*Requirement*
Answer these questions from the dopamine text below:
1. Which drug inhibited the increases in cardiac contractility?
2. In the hemodynamic studies, which two measures did dopamine increase?
3. In conscious dogs, which drug abolished apomorphine-induced emesis?

Text excerpt START

The cardiovascular effects of
dopamine (DA) were studied in anesthetized dogs with special attention to the susceptibility of these effects to inhibition by catecholaminergic receptor blocking drugs.
Dopamine given by rapid i.v. injection at 1 and 3 mug/kg produced depressor responses whereas doses from 9 to 81 mug/kg produced pressor resposes and increases in cardiac contractile force.
Propranolol inhibited the increases in cardiac contractility whereas
phenoxybenzamine potentiated the depressor effect of low doses of DA and reversed the pressor effect of high doses.
Bulbocapnine blocked the depressor effect of DA in both
phenoxybenzamine and
propranolol-treated dogs.
Pimozide, however, had no effect on the depressor response to DA. In hemodynamic studies, DA reduced blood pressure, total peripheral resistance and renal vascular resistance. Cardiac output and renal blood flow were increased.
Bulbocapnine, but not
pimozide, abolished the effects of DA on blood pressure, vascular resistance and renal blood flow. In conscious dogs,
pimozide abolished
apomorphine-induced
emesis (an effect mediated by DA receptors in the central nervous system) whereas
bulbocapnine had no effect. Therefore, the peripheral vascular and central
dopamine receptors may be pharmacologically distinct.

Text excerpt END
Material shown START

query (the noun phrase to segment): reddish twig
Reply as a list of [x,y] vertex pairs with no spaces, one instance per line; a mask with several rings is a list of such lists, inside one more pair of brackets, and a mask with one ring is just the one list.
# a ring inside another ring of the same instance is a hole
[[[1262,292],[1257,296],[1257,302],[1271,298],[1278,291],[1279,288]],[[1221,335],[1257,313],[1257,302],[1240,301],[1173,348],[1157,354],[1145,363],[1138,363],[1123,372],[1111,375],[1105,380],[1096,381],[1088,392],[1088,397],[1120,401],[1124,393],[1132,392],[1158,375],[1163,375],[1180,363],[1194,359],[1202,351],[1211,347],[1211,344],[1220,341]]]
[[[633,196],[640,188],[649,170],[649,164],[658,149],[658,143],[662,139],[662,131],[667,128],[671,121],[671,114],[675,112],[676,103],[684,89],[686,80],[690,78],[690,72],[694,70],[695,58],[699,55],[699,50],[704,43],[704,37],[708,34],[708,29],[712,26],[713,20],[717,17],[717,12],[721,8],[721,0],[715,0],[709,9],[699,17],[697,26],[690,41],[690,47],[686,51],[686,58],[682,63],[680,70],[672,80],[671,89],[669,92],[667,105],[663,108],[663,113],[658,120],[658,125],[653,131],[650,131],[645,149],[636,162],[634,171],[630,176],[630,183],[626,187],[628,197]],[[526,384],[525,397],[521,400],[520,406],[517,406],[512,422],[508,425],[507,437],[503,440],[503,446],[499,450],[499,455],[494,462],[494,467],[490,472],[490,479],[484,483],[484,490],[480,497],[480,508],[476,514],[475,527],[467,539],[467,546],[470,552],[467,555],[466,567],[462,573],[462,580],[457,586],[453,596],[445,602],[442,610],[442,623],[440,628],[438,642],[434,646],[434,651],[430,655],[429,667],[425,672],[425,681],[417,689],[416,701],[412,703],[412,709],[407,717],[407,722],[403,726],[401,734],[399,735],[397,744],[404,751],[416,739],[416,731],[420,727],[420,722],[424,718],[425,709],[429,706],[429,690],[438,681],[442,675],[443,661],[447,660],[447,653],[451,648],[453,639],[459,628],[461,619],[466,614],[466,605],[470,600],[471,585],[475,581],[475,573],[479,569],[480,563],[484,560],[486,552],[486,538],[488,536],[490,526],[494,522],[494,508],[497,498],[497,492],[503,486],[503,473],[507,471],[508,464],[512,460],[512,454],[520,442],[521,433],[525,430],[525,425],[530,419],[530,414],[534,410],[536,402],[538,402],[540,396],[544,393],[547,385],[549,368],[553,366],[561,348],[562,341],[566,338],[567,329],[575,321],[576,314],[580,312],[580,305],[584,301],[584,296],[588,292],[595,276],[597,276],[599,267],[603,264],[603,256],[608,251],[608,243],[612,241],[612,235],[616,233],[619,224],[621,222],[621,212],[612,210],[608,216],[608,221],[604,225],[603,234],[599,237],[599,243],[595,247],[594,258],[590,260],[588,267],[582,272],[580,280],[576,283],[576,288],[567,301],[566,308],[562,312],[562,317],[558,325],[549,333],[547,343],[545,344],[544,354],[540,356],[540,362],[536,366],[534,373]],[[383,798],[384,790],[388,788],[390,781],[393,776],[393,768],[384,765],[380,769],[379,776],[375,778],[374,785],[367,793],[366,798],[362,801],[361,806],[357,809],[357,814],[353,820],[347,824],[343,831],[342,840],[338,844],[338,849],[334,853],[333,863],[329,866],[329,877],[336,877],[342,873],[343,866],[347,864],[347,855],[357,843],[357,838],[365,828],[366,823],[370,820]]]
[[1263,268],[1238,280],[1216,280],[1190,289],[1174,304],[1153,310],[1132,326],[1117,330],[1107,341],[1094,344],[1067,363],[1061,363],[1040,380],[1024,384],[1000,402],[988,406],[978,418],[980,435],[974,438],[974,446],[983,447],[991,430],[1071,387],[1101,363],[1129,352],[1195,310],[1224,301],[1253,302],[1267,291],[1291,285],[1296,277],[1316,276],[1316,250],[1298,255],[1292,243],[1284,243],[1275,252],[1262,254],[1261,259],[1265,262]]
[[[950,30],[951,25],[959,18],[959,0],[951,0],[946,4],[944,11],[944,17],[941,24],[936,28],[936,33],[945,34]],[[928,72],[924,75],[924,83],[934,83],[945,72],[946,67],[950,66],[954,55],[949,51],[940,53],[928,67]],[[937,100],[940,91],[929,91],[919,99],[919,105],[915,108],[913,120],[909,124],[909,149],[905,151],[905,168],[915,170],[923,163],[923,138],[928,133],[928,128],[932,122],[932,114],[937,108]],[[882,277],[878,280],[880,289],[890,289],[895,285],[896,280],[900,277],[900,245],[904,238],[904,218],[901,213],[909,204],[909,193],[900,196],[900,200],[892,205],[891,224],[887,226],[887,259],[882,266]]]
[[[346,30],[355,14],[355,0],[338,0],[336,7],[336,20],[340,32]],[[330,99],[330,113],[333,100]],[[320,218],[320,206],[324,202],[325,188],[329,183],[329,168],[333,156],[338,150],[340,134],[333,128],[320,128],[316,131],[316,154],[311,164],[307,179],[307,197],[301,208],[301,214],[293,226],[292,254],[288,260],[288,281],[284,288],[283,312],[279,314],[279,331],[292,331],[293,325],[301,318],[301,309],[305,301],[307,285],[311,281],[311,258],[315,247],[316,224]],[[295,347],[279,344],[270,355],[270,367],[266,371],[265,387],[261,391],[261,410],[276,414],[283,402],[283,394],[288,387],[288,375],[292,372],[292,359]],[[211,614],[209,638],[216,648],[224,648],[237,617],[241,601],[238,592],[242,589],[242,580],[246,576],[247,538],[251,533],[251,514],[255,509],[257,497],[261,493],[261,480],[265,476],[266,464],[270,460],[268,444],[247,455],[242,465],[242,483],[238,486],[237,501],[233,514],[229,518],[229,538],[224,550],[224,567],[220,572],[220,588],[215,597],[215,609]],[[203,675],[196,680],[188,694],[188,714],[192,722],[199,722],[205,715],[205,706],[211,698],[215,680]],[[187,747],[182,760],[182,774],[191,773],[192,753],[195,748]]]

Material shown END

*Response box*
1. Propranolol
2. Cardiac output and renal blood flow
3. Pimozide